# WHAT TO DO
Repeat the items word for word, from the first line through the line that contains "261L642 265L648 264L651", including that line.

Top of PROVIDED DATA

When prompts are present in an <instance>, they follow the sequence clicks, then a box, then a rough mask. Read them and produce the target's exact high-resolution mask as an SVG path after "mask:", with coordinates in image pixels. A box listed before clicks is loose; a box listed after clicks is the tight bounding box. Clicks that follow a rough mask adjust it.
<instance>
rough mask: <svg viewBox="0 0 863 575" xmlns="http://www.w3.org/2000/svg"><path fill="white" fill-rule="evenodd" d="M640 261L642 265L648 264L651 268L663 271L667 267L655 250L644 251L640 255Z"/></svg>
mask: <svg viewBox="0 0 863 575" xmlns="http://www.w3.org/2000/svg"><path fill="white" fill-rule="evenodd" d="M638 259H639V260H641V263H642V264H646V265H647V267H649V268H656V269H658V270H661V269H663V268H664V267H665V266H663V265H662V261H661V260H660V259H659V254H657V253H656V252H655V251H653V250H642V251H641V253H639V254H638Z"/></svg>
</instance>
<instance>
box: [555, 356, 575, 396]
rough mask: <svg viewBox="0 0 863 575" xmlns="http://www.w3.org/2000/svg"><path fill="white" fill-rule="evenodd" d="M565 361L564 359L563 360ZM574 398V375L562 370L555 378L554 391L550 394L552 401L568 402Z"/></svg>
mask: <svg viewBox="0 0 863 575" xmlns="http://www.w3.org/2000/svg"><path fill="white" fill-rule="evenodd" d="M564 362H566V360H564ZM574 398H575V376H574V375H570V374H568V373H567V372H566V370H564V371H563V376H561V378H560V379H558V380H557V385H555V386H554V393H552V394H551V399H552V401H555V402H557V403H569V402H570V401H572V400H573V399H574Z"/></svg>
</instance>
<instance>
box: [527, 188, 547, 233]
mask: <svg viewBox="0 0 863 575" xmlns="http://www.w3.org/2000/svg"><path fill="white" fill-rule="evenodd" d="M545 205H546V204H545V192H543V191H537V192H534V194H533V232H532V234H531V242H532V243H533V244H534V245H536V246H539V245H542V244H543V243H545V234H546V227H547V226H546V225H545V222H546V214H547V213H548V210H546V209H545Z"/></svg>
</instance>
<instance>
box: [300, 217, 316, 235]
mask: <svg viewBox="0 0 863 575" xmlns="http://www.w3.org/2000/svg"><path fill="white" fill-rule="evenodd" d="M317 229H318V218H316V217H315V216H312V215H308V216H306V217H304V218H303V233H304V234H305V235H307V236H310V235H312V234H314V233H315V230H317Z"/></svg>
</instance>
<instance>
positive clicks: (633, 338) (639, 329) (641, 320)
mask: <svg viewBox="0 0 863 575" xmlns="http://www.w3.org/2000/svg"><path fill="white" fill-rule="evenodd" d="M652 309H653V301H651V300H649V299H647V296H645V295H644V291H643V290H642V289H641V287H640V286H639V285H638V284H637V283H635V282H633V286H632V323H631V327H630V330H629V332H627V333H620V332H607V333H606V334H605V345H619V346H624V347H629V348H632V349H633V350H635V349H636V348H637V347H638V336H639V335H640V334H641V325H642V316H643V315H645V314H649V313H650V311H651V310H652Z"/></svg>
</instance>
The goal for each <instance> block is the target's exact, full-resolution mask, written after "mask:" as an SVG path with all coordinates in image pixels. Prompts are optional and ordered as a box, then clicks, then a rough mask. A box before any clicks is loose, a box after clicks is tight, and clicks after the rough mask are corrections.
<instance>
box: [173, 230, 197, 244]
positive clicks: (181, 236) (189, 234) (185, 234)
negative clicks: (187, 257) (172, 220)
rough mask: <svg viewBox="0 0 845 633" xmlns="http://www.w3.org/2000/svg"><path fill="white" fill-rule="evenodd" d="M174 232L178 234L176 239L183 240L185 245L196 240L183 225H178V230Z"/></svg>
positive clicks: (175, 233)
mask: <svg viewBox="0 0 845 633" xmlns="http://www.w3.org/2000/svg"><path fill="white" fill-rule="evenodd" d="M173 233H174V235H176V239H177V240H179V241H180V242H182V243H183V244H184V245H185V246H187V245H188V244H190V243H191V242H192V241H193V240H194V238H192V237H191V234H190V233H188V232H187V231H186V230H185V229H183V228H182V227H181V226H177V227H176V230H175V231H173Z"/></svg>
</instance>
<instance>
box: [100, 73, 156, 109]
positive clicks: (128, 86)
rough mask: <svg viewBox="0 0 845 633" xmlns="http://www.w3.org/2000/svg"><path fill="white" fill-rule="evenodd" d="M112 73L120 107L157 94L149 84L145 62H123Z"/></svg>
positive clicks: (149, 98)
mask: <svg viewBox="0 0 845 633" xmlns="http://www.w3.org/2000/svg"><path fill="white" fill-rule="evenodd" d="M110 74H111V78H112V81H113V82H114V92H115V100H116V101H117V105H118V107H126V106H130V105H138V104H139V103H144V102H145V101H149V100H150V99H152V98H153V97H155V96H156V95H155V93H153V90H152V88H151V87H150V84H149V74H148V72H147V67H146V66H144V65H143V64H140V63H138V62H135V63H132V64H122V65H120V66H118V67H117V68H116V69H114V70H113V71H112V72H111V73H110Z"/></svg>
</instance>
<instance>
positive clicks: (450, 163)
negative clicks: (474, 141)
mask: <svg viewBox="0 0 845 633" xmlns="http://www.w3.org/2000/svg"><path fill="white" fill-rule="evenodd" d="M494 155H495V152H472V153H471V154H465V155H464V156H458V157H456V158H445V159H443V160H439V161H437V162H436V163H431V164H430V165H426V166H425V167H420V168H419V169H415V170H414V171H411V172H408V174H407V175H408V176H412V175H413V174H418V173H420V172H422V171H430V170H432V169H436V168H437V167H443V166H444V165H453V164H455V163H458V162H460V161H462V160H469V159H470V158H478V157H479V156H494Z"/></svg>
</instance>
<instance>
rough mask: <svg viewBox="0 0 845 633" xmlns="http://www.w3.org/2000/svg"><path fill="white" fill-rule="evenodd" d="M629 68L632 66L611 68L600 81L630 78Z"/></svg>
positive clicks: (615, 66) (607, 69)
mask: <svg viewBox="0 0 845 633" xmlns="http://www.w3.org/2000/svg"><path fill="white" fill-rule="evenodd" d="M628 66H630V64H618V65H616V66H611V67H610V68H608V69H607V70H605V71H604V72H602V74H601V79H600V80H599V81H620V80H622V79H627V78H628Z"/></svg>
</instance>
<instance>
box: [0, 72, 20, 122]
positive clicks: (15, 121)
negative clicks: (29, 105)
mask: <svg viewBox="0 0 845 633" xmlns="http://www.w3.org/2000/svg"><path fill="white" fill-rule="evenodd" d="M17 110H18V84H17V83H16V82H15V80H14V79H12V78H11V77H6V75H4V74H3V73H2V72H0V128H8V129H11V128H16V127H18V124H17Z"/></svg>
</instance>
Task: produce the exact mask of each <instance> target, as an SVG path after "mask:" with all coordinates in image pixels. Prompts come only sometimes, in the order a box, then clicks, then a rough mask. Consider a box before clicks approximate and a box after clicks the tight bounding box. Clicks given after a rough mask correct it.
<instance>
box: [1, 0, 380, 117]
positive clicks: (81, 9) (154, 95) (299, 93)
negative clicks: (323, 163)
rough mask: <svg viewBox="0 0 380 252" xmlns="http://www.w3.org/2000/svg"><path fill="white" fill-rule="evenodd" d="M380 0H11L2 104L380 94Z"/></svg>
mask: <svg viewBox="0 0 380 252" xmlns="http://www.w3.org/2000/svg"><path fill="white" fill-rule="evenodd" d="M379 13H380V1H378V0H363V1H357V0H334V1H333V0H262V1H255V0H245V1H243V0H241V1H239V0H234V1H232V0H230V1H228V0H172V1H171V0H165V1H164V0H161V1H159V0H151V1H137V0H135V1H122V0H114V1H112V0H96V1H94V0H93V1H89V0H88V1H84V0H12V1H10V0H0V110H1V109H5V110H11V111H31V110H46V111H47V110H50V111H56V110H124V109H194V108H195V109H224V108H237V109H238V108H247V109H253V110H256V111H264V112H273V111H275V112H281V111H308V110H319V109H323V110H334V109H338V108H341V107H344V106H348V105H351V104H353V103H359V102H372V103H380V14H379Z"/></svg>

Bottom of PROVIDED DATA

# RESPONSE AREA
When prompts are present in an <instance>, they follow the sequence clicks, then a box, then a rough mask. Read them and produce the target's exact high-resolution mask as an SVG path after "mask:", with coordinates in image pixels. A box listed before clicks is loose; a box listed after clicks is the tight bounding box. Clicks that follow a rough mask adjust it.
<instance>
rough mask: <svg viewBox="0 0 863 575" xmlns="http://www.w3.org/2000/svg"><path fill="white" fill-rule="evenodd" d="M640 261L642 265L648 264L651 268L663 271L667 267L655 250L644 251L640 255Z"/></svg>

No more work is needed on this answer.